**** MATERIAL FOR THIS EXERCISE

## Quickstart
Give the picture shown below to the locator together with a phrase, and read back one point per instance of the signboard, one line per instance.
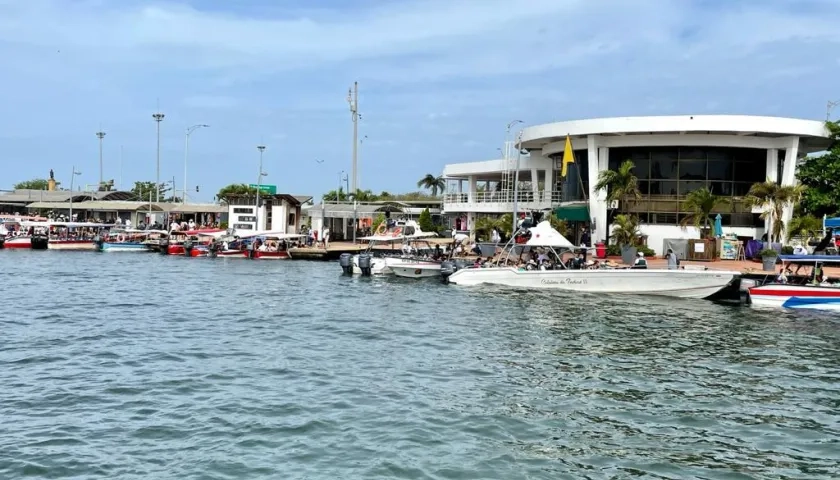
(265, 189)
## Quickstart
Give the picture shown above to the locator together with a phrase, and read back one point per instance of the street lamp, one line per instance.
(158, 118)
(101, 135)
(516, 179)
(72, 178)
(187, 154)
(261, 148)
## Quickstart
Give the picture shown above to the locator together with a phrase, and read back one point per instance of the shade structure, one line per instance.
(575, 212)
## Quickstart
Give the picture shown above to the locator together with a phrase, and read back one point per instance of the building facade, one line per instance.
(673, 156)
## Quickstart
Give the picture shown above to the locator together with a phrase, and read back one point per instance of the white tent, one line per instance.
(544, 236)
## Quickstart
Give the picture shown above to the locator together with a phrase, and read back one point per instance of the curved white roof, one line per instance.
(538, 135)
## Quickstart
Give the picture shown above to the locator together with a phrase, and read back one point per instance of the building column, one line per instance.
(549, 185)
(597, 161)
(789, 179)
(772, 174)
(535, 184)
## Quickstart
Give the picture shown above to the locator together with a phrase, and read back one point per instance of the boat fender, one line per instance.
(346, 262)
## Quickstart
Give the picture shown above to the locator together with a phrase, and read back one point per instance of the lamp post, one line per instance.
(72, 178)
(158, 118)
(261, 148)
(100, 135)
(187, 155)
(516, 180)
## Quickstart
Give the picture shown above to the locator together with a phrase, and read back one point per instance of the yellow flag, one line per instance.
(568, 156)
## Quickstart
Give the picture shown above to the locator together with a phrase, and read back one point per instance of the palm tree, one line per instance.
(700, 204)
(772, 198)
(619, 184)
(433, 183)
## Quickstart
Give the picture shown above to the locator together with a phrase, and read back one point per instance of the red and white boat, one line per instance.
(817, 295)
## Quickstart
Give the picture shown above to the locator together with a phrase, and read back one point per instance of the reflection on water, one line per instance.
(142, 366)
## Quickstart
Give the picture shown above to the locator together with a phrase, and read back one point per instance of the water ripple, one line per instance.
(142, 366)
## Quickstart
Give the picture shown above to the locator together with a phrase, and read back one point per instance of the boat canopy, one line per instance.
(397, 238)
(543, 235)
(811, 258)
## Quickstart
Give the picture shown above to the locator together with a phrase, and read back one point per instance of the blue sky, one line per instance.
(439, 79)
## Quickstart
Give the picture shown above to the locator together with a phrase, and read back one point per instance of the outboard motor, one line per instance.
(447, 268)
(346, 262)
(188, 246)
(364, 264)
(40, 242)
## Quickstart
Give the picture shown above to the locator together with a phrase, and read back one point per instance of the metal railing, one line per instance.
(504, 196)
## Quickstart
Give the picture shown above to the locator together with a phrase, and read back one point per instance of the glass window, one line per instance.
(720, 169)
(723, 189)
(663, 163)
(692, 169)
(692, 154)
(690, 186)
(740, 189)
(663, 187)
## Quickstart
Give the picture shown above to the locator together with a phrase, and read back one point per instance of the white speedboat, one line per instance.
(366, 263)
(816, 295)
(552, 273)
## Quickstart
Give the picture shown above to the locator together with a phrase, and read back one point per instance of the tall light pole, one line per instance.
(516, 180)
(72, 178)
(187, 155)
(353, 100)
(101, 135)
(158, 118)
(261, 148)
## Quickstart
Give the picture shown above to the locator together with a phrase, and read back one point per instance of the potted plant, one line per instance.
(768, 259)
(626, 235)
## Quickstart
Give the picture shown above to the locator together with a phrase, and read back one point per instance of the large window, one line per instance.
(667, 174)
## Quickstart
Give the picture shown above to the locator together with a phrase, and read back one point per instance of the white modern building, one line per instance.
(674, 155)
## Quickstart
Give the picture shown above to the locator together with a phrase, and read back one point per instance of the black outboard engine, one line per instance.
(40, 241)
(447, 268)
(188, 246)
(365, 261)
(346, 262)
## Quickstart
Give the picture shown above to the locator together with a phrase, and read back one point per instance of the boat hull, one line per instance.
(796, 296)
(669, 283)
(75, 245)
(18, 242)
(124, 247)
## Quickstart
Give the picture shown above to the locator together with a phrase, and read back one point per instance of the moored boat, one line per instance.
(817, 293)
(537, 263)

********
**** MATERIAL FOR THIS EXERCISE

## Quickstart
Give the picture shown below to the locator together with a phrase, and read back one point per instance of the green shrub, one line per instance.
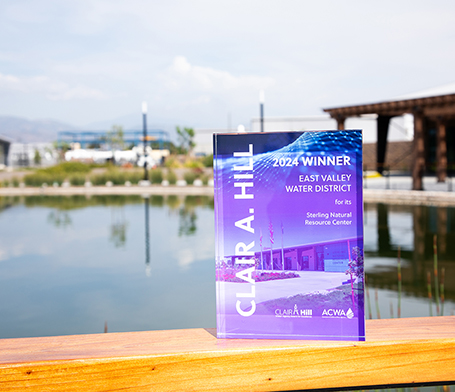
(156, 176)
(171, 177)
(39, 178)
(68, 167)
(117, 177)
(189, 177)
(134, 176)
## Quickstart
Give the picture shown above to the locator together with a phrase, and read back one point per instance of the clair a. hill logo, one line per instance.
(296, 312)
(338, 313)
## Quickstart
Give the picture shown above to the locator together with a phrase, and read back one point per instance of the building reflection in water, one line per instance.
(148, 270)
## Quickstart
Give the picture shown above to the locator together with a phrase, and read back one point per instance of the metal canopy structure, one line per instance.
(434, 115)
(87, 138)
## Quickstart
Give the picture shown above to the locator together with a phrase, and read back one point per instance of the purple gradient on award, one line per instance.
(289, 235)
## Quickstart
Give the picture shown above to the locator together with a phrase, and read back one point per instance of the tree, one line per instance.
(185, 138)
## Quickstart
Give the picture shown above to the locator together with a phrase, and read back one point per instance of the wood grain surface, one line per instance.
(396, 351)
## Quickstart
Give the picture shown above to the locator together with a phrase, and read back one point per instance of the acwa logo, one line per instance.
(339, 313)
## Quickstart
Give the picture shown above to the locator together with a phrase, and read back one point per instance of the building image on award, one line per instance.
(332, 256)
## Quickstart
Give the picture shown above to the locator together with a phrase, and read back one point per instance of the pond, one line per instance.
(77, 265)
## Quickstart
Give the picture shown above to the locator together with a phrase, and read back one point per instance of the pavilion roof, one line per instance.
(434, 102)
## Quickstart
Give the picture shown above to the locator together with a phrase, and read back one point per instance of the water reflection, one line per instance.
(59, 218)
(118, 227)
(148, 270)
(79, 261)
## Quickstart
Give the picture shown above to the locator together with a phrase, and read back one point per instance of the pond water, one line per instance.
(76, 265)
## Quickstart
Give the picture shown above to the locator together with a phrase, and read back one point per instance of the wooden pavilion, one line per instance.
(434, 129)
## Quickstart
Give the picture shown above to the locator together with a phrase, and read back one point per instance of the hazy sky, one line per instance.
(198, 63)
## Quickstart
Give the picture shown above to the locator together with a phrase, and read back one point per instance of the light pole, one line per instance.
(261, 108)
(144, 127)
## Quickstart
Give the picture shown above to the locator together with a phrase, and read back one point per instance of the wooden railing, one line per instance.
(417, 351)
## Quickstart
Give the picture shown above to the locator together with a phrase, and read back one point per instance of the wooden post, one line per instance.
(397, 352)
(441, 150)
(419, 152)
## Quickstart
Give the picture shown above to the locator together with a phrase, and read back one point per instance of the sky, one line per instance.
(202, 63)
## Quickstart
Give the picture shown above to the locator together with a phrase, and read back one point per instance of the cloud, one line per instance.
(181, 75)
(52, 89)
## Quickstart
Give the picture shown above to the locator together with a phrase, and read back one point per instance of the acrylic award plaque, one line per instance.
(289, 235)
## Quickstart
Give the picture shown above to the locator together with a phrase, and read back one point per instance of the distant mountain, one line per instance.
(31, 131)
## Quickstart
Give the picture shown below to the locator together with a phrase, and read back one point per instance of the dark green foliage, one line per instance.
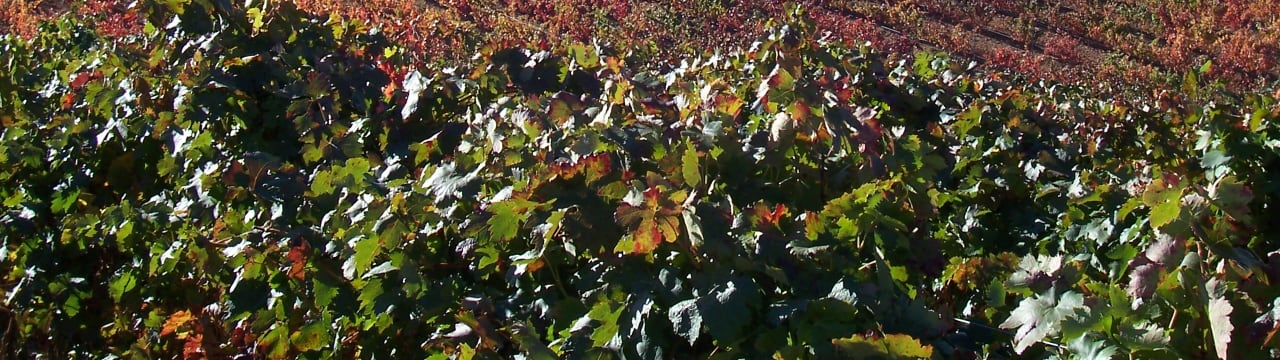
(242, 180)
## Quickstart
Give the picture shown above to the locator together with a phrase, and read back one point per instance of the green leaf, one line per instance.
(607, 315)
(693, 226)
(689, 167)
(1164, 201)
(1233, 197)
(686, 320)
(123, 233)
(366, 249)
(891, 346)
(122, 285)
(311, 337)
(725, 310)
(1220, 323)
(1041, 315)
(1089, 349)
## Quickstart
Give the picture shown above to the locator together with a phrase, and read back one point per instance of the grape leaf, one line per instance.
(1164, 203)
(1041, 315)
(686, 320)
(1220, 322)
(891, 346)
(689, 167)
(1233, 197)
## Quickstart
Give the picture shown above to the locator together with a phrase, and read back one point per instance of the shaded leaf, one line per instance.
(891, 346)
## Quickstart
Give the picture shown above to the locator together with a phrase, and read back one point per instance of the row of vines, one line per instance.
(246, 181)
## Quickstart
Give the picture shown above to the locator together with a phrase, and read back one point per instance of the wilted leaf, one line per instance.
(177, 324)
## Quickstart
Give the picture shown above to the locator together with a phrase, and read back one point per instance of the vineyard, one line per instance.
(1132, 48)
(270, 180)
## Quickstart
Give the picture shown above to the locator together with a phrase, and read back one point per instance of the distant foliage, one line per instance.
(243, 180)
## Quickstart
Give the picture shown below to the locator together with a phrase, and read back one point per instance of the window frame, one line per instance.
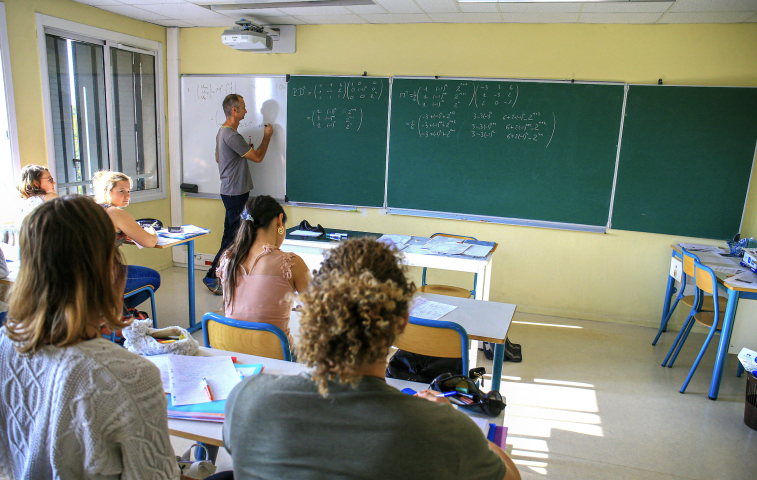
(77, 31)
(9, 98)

********

GOAL OF THE EXERCISE:
Return every line from the items above that contains the word "logo".

ANSWER IN FULL:
Give the picture shown above to the locator together with a phrase, and read back one point per instance of the clair a. hill logo, one line per instance.
Give the picture shown above to the locator together with a phrase, and read back one point per instance of the acwa logo, one line per instance.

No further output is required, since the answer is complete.